→ TASK MATERIAL:
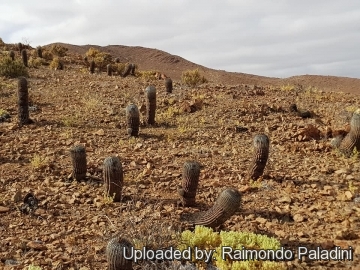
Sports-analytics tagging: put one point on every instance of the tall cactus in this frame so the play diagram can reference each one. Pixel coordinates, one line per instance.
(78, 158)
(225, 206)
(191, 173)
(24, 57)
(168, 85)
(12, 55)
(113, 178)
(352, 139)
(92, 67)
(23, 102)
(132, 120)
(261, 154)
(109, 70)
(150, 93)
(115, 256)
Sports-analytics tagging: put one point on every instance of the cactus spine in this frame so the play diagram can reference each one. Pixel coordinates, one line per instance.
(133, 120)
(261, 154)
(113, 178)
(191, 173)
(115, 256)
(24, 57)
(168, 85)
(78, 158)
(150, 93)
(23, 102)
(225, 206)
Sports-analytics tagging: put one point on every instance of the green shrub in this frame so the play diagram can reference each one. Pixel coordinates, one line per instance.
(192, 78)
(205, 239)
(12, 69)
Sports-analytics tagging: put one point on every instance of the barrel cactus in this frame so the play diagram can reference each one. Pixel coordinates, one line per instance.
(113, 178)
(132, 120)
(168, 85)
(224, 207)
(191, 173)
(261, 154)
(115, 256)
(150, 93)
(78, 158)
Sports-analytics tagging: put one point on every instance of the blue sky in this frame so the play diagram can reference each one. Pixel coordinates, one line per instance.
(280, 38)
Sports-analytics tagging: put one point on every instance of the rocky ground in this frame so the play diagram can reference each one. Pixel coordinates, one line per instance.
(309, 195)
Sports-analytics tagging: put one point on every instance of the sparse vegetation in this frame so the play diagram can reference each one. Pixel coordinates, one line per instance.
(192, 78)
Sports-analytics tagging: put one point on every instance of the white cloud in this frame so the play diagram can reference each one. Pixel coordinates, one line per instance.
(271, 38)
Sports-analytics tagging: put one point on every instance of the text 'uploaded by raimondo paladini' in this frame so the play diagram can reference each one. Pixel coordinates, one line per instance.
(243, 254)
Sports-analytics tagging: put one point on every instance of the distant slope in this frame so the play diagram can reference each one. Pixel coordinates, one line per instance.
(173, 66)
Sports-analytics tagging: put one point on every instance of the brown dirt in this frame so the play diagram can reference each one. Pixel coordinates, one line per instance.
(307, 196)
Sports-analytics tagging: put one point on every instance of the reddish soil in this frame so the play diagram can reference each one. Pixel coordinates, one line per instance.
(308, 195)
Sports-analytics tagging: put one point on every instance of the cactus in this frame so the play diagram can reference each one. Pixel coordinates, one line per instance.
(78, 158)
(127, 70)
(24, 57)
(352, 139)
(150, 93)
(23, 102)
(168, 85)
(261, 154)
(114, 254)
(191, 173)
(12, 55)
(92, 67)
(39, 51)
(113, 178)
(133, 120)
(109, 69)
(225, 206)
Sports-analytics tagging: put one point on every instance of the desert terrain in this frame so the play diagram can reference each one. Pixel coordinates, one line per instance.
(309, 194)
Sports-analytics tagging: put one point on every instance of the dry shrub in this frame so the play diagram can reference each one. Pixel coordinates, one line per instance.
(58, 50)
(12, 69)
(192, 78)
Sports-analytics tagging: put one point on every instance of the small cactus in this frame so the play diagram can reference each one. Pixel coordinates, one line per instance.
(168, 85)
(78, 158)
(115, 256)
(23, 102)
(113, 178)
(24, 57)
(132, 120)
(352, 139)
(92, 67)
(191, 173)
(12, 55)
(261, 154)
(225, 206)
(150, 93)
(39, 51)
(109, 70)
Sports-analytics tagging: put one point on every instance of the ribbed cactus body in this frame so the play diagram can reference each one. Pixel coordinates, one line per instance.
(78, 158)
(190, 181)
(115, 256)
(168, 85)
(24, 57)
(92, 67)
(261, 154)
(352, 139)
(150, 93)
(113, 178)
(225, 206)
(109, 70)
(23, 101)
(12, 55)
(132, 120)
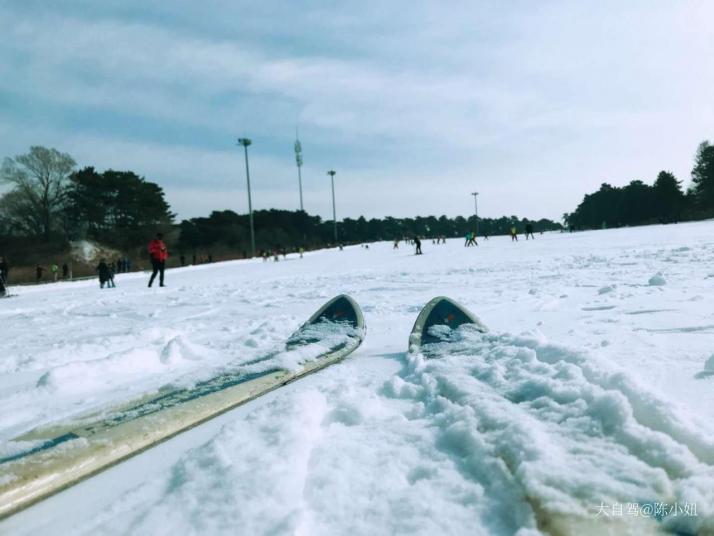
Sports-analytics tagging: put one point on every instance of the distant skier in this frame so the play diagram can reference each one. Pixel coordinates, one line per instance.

→ WHAT YOU ARE ASKED TO DO: Repeat the material above in full and unchanged, minus its images.

→ YOUR SOLUTION:
Sports-analytics tagging: put one point on every instance of the tall cactus in this frame so the play diagram can reference each one. Pixel coordinates, one line per instance.
(78, 158)
(225, 206)
(191, 173)
(24, 57)
(168, 85)
(12, 55)
(113, 178)
(352, 139)
(92, 67)
(23, 102)
(132, 120)
(261, 154)
(109, 70)
(150, 93)
(115, 256)
Sports-analytics tagging: put one point on every instance of the cactus spine in this frame so the play diagram can reference each one. Pixel coordinates, one line per instance.
(133, 120)
(261, 154)
(113, 178)
(191, 173)
(115, 256)
(24, 57)
(168, 85)
(78, 158)
(150, 93)
(23, 102)
(225, 206)
Sports-analytics tagging: put one point on every instance of the green shrub in this frame so the play diagram can reference each one. Pixel coordinates, one line per instance.
(192, 78)
(205, 239)
(12, 69)
Sports-analytics tagging: put one point on every instance of the barrel cactus in this frame so the play diagram can reference each one. Pixel coordinates, one line per instance.
(113, 178)
(132, 120)
(168, 85)
(224, 207)
(191, 173)
(261, 154)
(115, 256)
(150, 93)
(78, 158)
Sports-analytics tagging: put one point on every instance of the blue sky in this frame so the play diagram can reference each one. Pixel coordinates, one line per instance.
(280, 38)
Sports-analytics tagging: put one point on every instance of the rocky ground in this frame so the play diagram can reference each one. Pixel coordinates, one line per instance.
(309, 195)
Sports-analytics tagging: put one point on every instance of the sparse vegetation in this frame so the play diagram can reference each one. Pixel coordinates, one line per instance.
(192, 78)
Sports-analytics tagging: put one point on every instance of the white cloud in this frame so the play diagram can reference each one. Pixel coordinates, one line per instance.
(271, 38)
Sports-analytics tagging: put one point on every instance of the text 'uploaded by raimondo paladini' in this frame so the play diagram can reference each one. Pixel coordinates, one line per instance.
(243, 254)
Sports-analytics tagging: put one point on every instance of the distant slope in this frame so the play diagram can reference each one. Pixel coordinates, one line per instance.
(173, 66)
Sports-analytics tagging: put one point on every instance of the brown dirt in this frame so the play diagram can reference each one. Pixel coordinates, one line per instance.
(307, 196)
Sports-analytics tagging: put one point on every instance of the reddish soil in this frame so the play diagram can reference each one. Pixel coordinates, one line per instance.
(308, 195)
Sports-analytics tagging: put one point on every instance of the cactus in this frame so the play diagram can reference each one. Pixel coordinates, one line per instance.
(78, 158)
(127, 70)
(24, 57)
(352, 139)
(150, 93)
(23, 102)
(168, 85)
(261, 154)
(114, 254)
(191, 173)
(12, 55)
(92, 67)
(39, 51)
(113, 178)
(133, 120)
(109, 69)
(225, 206)
Sports-analytics tagging: put one point on every instance of the desert terrain in this frame so the play diagram can reference each one. Pixel coordinates, one line per instance.
(309, 194)
Sports-analytics tagging: put one point on every instance of the dry shrub in this frame so the play diagram can reference each one. Pixel coordinates, one line per instance.
(58, 50)
(12, 69)
(192, 78)
Sports-analytics tagging: put one point on every instance of the small cactus in this frame so the play diagram can reference each one. Pixel coordinates, one line per instance.
(168, 85)
(78, 158)
(115, 256)
(23, 102)
(113, 178)
(24, 57)
(132, 120)
(352, 139)
(92, 67)
(191, 173)
(12, 55)
(261, 154)
(225, 206)
(150, 93)
(39, 51)
(109, 70)
Sports-analytics tagging: put one point on every instance of the ribbed cactus body in this frame so the play diagram can reference each one. Pixel coordinates, one line per instance.
(78, 158)
(190, 181)
(115, 256)
(168, 85)
(24, 57)
(92, 67)
(261, 154)
(352, 139)
(150, 93)
(113, 178)
(225, 206)
(109, 70)
(23, 101)
(12, 55)
(132, 120)
Sports-analytics tagging: put one point on every instance of the distant skier in this frame so the play diagram can reference each one. Pixel coordinates, one line per instance.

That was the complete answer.